For every line in the material, set down an identical one.

· · ·

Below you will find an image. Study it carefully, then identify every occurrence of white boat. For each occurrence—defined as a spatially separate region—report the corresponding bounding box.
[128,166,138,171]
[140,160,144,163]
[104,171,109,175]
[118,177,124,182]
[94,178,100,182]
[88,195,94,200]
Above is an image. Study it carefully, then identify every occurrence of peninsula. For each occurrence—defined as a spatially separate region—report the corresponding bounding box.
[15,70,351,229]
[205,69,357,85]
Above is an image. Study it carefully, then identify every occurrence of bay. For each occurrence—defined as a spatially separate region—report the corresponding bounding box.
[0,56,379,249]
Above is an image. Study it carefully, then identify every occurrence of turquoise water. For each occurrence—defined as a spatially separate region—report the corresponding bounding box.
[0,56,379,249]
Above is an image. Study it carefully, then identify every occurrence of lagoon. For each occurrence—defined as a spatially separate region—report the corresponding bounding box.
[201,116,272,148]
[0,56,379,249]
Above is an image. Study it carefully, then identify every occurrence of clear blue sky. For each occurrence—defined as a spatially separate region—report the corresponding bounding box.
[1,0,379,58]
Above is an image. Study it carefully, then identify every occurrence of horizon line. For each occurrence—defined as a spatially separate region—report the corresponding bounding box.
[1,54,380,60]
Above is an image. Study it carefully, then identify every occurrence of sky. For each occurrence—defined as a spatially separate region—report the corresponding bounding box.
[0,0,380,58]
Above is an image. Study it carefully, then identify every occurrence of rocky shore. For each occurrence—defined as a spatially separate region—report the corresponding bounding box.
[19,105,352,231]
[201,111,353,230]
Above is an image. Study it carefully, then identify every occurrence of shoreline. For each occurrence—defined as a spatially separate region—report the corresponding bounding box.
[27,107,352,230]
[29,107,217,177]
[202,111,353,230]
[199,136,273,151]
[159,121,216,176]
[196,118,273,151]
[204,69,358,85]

· · ·

▶ [RESULT]
Below you will find an image. Study it carefully, then identify every occurrence of white boat. For each occurrence—defined as a spatially separate region—report the corresponding bounding box.
[128,166,138,171]
[140,160,144,163]
[104,171,109,175]
[118,177,124,182]
[94,178,100,182]
[88,195,94,200]
Above is an image. Study it carefully, then identify every occurrence of peninsula. For each occurrence—defined as a spatially separate region—report the corresponding bounding box.
[15,70,351,229]
[205,69,357,85]
Above is an image. Study it carefully, then identify every occurrence of bay. For each occurrence—defined as a spatially separate region—report the corresponding bounding box.
[0,56,379,249]
Above is an image. Study it carefully, then identify every occurrence of turquoise water. For each occurrence—defined as a spatially separate region—report the corresponding bounding box.
[0,56,379,249]
Above is an image. Study it carefully, then identify every occurrence of lagoon. For each occurrence—defined as a spatially separate region—report the corresponding bounding box.
[201,116,272,148]
[0,56,379,249]
Above is an image. Study it carefully, then identify every occurrence of clear blue sky. For each occurrence—defined as a spatially separate region—report the corresponding bounding box.
[1,0,379,58]
Above is an image. Study it carefully, then identify every occurrence of horizon line. For each occurrence—defined as a spatially separate region—report the corresponding bounding box.
[1,54,380,60]
Above is an image. Study it carefully, then identify every occurrence of sky. For each occurrence—defined as a spatially separate region—report the corresponding bounding box.
[0,0,380,58]
Above is an image. Study it carefully, then identify every occurrence of rocky shore. For each occurrence—defined as a spatially separate region—report the corresponding bounding box.
[19,105,352,231]
[201,111,353,230]
Above is an image. Study it carefully, then identify every occurrence of shoreline. For each occurrence—defined as a spatially separate region—report the corresponding bounding box.
[27,107,352,230]
[29,107,217,177]
[202,111,353,230]
[199,136,273,151]
[159,121,216,176]
[196,118,273,151]
[204,69,358,85]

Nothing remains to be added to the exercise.